[Selected excerpt — start]

Deep cuts and wounds often require stitches or what medical professionals call sutures. This is done to close the wound and help prevent infection from getting inside.
The same procedure is used to close an incision after surgery to join the skin together as the wound continues to heal.
While it’s always best for a medical professional to remove these stitches once the wound heals, there are instances when the person who sustained the wound (or a relative for that matter) prefers to do the removal on their own.
If you’re in the same predicament, it’s important to know what tools you’ll be needing as well as the necessary precautions you need to observe.
Is it Safe?
This is probably the biggest question in everyone’s mind and the truth is it depends on the circumstances. Healthcare professionals usually do this in two ways.
If they used dissolvable stitches, there’s no need to remove them because they will eventually dissolve and disappear on their own.
Stitches that require removal are what we call Nonabsorbable stitches usually made from either nylon or silk. This is the type of stitch that needs to be removed as soon as the wound heals.
As mentioned, it’s best to check with a healthcare professional if you can do it or not. Should they give you the go signal to proceed, make sure to understand when is the best time to do it.
When Can Sutures Be Removed?
The general guideline for suture removal in terms of how long you need to wait is the following:
For stitches found in the body, you’ll have to wait for 10 to 14 days before removing the sutures. Stitches found in the head or neck in the meantime, require 7 days of waiting before you proceed with suture removal.
Additional Factors to Consider
Recovery time is not the same for each person. Some heal faster while others take a bit more time and this could be because of the following:
Location of the wound
Size of the wound
Depth of the wound
The person’s general health
So how would you know if the wound is healed enough for suture removal? Is there a way to tell when it’s safe to perform the procedure?
When a wound has healed, it usually looks pink with closed edges. It should be less painful and there shouldn’t be blood or any form of fluid coming out of it.
Should you decide to remove the sutures yourself, you’ll be needing the following:
A clean piece of cloth
A small pair of scissors
Steps for Removing the Stitches
An important reminder before you proceed is to check if the wound has completely healed. Another important thing to remember is to observe if the wound opens while you’re removing the stitches or if it suddenly bleeds.
Should any of these happen during the procedure, it’s best to immediately stop and call a doctor.
1. Make sure to wash your hands thoroughly using antibacterial soap and warm water.
2. Sterilize the tweezers and scissors by placing them both in boiling water for not more than 20 minutes. Dry them up with a clean piece of cloth immediately after.
3. Using an antiseptic wipe, proceed to clean the wound and its surrounding areas.
4. Make sure to perform the procedure under proper lighting conditions to avoid accidents.

[Selected excerpt — finish]

**Exercise set:**
[1] List the factors that the text on removing stitches says can affect how long a person takes to recover.
[2] Repeat the passage of the text on removing stitches that begins at the words "Should any of" and stops after "cloth immediately after.".
The items after this point come from a separate source, unrelated to the text on removing stitches.

[Raw data — start]

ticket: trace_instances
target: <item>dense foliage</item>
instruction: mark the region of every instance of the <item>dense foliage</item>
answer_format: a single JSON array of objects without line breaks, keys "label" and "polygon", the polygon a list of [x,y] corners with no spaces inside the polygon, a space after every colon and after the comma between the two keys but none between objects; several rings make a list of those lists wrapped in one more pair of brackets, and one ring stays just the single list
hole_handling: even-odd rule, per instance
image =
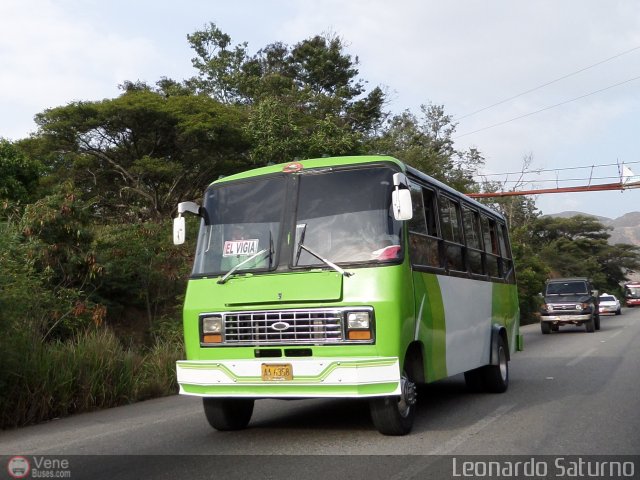
[{"label": "dense foliage", "polygon": [[[385,111],[385,91],[367,90],[338,37],[252,55],[210,24],[188,42],[194,77],[125,81],[116,98],[52,107],[30,138],[0,140],[1,427],[175,391],[193,245],[171,245],[170,219],[221,175],[384,153],[462,191],[486,188],[473,179],[481,153],[456,148],[444,107]],[[493,203],[513,233],[525,319],[549,275],[615,291],[639,266],[638,249],[609,245],[593,219]]]}]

[Raw data — finish]

**Solutions below:**
[1]
- Location of the wound
- Size of the wound
- Depth of the wound
- The person's general health

[2]
Should any of these happen during the procedure, it’s best to immediately stop and call a doctor.
1. Make sure to wash your hands thoroughly using antibacterial soap and warm water.
2. Sterilize the tweezers and scissors by placing them both in boiling water for not more than 20 minutes. Dry them up with a clean piece of cloth immediately after.